→ Objectifs:
- 1) Relevez tous les noms de personnes ou de personnages qui figurent dans l'analyse de Whiplash.
- 2) Rédigez la suite de l'analyse de Whiplash à partir de sa dernière phrase.

→ Texte extrait:
Whiplash (analyse)

Whiplash

Ou l’art de l’anticipation synthétique

La portée accordée à la séquence d’ouverture d’un film ne s’avère pas sous-estimée. Non seulement la première image se doit être une accroche, mais surtout elle englobe, anticipe et synthétise le reste du film. Elle constitue en effet une séquence matricielle qui installe subtilement les différents éléments de base, constituant le langage cinématographique, séléctionnés par le cinéaste pour son oeuvre.

Second film de Damien Chazelle, après Guy and Madeline on a Park Bench (2009), Whiplash a été considéré par la critique comme l’un des meilleurs films de l’année 2014. Respectivement interprété par Miles Teller et J.K. Simmons, le film dépeint la relation entre Andrew, un jeune batteur de jazz de dix-neuf ans qui vient de joindre le Shaffer Conservatory de New York, et Fetcher, enseignant exigent et chef d’orchestre connu pour ses méthodes peu académiques utilisées sous le prétexte de pousser ses élèves au-delà de leurs limites, adoptant violences verbale et physique.

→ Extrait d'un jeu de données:
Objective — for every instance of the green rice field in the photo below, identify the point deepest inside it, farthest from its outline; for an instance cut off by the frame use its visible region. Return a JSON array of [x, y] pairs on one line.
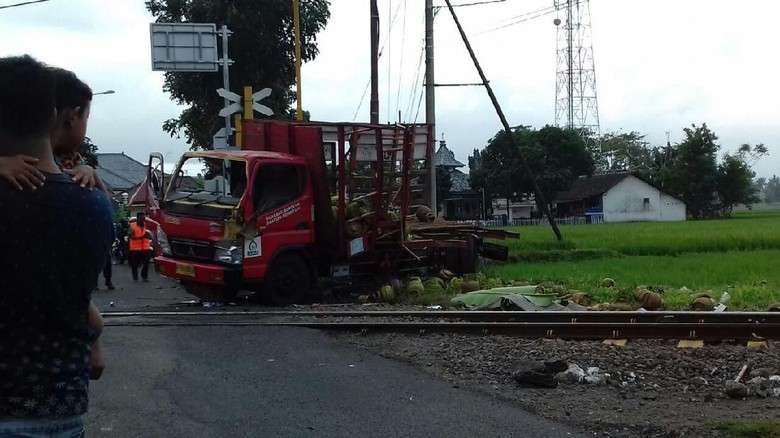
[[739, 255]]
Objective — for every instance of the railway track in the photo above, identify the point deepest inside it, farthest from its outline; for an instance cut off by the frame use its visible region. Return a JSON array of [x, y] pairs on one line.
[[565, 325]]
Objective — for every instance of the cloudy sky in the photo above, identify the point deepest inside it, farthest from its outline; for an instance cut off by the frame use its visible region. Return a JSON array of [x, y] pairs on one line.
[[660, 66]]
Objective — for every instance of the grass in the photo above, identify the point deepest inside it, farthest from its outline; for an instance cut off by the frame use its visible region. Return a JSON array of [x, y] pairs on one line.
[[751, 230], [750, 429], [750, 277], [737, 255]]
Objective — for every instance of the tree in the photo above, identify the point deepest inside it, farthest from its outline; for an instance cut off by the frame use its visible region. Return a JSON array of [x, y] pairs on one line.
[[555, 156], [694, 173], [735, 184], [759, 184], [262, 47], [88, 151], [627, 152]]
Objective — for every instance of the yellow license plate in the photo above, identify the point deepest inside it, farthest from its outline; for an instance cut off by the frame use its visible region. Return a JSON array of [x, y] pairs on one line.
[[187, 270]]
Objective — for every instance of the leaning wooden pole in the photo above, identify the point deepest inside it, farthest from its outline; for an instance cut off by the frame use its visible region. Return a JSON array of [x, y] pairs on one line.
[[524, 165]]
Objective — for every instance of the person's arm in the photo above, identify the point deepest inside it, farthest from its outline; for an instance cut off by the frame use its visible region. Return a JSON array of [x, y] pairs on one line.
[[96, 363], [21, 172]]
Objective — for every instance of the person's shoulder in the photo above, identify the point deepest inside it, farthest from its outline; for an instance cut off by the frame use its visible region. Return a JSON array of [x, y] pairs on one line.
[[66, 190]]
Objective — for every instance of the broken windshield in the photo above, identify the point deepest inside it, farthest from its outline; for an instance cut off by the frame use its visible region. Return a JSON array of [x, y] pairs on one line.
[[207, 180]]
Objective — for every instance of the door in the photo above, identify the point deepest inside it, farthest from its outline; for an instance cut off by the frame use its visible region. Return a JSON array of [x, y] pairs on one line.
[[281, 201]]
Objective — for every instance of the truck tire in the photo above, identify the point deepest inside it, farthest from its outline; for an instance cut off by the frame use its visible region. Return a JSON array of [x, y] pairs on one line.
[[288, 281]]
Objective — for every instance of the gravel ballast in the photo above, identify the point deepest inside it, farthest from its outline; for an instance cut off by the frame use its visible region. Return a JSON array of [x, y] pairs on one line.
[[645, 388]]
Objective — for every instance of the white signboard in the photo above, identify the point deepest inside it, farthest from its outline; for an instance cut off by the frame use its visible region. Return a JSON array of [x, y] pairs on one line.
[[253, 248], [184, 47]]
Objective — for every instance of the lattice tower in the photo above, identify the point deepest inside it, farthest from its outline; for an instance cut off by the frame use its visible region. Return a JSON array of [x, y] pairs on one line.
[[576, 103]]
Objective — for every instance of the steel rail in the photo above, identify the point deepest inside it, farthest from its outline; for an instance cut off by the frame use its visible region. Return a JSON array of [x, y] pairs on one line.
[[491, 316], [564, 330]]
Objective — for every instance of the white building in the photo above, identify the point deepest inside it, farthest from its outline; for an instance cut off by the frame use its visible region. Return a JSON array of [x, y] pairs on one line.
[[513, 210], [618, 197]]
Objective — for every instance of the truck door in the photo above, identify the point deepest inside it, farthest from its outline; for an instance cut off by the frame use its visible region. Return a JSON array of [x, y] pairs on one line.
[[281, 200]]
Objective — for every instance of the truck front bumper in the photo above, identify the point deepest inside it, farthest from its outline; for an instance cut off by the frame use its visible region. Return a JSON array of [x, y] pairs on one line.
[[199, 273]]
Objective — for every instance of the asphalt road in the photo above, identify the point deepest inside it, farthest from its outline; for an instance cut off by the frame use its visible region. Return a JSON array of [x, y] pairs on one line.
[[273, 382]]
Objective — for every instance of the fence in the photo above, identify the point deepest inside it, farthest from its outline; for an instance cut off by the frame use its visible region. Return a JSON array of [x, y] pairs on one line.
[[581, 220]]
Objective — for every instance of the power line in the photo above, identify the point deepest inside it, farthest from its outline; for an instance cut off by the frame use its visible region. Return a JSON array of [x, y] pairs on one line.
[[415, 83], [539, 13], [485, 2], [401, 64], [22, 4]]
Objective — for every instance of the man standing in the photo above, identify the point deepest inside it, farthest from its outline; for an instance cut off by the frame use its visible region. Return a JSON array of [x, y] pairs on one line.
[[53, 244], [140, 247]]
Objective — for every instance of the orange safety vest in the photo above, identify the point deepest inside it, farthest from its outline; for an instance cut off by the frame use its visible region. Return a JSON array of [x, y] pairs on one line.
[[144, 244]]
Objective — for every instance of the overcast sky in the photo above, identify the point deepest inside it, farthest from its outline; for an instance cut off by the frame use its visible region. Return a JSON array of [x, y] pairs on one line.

→ Résultats par tâche:
- 1)
- Damien Chazelle
- Miles Teller
- J.K. Simmons
- Andrew
- Fetcher

- 2)
La première scène du film s’avère être un parfait exemple de l’anticipation synthétique. C’est à dire qu’à travers les premières minutes, le réalisateur suggère la narration de l’entièreté du film, sinon de ses charpentes narrative et cinématographique.

L’ouverture de Whiplash, en gros plan sonore, anticipe l’image et met en perspective l’importance accordée par ce film au son. Le crescendo de coups de batteries rappelle une phrase prononcée à plusieurs reprises par Fletcher durant les répétitions : « Faster ! Louder ! Harder ! » . Il s’agit de la méthode pas très orthodoxe suivie par le chef d’orchestre pour entraîner ses musiciens en les poussant jusqu’à l’anéantissement. Ce battement ressemble aussi au rythme du film qui, parallèlement à la relation entre Fletcher et Andrew, ne fait qu’augmenter jusqu’à l’explosion de la scène finale. Sur le carton noir, apparaît le titre « Whiplash » ou, autrement dit, «coup de fouet », se liant indirectement à la violence de la musique. La complémentarité du son et de l’image prévoit ce que la batterie, l’augmentation du rythme et l’entraînement jusqu’à l’épuisement feront subir à Andrew dans le film: l’accident physique qui intervient plus tard ainsi que les blessures psychologiques causées par la tyrannie de Fletcher.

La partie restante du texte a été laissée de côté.